Problem to solve » How many of the lines below contain the string "light"? Case counts. Give only the number.

Object point labels »
################
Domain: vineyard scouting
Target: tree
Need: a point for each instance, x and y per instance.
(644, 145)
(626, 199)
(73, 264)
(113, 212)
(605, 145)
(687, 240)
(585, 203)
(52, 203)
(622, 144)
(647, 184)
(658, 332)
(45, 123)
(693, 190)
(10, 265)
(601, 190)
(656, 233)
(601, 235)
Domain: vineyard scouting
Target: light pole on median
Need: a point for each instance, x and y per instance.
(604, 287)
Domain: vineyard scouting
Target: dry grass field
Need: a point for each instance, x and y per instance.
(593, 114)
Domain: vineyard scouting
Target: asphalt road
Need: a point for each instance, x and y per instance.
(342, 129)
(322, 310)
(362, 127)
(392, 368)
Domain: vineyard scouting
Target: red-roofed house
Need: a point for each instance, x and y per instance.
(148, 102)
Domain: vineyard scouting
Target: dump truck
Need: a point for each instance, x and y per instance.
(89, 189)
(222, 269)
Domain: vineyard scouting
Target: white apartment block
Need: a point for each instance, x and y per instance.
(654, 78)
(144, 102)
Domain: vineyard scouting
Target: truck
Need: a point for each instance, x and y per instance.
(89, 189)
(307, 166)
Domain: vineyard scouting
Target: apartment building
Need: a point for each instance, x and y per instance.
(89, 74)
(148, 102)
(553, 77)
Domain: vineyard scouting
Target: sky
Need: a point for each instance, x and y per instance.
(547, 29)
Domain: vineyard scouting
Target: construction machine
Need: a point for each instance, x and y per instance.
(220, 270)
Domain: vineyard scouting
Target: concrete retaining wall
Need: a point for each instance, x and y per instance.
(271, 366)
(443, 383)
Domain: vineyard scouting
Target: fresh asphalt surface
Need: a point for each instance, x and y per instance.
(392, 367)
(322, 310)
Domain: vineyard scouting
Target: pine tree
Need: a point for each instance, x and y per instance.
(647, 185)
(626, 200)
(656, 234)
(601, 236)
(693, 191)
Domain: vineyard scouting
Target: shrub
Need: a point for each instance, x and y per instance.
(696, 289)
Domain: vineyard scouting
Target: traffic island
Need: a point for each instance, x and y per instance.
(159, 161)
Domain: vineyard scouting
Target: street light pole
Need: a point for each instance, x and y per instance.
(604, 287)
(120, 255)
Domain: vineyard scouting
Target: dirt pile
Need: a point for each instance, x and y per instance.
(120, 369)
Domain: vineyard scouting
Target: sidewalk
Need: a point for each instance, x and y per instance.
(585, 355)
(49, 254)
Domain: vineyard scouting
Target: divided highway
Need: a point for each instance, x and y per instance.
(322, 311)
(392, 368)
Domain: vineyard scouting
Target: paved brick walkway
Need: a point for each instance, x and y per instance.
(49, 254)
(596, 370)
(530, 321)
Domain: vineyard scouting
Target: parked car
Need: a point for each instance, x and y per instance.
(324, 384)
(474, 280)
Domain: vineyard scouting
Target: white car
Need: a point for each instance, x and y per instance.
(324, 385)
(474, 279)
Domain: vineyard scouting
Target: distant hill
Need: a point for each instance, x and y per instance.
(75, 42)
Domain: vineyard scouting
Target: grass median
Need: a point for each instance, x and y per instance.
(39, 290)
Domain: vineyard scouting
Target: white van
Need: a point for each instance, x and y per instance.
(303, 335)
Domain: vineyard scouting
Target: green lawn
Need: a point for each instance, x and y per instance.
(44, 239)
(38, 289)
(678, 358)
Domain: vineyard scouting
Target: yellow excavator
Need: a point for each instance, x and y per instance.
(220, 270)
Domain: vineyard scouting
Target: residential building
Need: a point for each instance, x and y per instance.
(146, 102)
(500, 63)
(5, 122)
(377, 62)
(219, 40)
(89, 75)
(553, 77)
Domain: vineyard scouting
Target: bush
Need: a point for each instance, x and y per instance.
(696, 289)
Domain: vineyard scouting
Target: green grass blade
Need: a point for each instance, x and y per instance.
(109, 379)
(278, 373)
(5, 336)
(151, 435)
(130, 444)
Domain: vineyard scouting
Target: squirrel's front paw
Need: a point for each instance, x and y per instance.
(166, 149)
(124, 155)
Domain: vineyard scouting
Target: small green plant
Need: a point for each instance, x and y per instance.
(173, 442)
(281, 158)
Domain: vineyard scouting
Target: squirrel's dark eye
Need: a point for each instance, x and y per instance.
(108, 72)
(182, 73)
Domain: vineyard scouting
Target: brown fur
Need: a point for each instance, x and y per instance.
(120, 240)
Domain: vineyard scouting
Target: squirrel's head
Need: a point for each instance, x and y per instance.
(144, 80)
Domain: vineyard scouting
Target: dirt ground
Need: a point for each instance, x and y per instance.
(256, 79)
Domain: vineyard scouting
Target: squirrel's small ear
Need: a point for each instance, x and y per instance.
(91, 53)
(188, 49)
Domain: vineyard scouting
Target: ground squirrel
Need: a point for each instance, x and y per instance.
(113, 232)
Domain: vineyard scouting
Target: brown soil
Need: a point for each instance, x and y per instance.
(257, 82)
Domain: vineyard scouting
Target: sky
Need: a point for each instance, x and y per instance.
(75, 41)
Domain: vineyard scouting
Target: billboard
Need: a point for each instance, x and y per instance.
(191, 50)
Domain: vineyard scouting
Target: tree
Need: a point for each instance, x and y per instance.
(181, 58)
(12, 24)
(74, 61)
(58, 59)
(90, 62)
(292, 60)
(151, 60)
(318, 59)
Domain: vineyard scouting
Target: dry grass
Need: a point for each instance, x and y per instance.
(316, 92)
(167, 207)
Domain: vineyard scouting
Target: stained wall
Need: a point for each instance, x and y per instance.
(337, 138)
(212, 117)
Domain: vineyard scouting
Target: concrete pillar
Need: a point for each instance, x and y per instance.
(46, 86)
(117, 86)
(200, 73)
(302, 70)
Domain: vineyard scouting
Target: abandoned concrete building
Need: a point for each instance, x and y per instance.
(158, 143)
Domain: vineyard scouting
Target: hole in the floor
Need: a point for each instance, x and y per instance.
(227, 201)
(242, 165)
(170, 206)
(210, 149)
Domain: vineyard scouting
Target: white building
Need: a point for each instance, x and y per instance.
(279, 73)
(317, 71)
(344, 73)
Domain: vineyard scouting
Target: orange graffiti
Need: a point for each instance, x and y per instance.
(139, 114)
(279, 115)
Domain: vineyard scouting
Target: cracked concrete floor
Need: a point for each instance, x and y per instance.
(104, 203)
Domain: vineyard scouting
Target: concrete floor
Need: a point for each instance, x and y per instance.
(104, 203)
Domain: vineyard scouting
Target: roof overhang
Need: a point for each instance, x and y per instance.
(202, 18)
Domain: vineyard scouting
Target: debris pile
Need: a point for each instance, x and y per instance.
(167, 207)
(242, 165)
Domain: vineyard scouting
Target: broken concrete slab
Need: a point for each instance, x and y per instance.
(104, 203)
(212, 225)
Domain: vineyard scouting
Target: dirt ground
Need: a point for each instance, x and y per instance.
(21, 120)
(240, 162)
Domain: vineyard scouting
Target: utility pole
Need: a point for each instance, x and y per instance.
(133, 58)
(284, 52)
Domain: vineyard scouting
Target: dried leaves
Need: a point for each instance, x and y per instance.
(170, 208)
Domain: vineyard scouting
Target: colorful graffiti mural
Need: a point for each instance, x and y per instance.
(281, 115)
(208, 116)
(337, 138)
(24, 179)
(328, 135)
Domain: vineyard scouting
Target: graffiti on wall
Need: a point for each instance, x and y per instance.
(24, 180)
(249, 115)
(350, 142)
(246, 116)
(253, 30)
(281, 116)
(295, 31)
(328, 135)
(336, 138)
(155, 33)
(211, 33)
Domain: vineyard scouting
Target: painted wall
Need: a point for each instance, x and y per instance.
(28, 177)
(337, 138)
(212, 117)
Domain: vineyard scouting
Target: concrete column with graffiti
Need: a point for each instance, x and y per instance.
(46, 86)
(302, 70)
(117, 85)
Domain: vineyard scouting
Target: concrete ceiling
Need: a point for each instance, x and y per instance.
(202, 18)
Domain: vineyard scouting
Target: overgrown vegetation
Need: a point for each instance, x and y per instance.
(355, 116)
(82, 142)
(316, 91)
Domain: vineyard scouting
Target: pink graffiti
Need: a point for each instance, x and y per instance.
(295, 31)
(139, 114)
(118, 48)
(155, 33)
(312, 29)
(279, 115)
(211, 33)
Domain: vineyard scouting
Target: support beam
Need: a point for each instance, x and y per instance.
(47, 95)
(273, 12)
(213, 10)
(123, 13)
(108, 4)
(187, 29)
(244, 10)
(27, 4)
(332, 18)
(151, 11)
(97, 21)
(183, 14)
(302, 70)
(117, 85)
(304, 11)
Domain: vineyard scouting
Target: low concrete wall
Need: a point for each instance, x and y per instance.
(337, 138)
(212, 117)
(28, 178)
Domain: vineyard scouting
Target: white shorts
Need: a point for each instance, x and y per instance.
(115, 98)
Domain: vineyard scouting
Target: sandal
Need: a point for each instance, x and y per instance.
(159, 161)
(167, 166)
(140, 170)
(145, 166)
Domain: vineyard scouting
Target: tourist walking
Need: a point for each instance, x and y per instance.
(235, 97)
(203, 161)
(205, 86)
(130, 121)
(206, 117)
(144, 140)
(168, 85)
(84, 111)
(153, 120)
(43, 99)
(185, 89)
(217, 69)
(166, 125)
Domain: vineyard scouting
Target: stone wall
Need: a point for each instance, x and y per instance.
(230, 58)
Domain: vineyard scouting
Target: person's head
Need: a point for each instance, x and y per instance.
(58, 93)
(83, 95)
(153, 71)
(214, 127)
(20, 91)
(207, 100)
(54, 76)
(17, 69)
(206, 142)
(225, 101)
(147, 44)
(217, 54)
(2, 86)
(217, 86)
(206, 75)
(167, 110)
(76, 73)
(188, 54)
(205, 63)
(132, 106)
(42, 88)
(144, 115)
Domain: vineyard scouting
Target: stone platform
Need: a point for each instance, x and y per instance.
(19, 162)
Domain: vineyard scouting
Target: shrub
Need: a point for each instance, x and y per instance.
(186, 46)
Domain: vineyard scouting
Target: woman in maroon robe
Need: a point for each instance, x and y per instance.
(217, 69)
################
Solution to the exercise » 2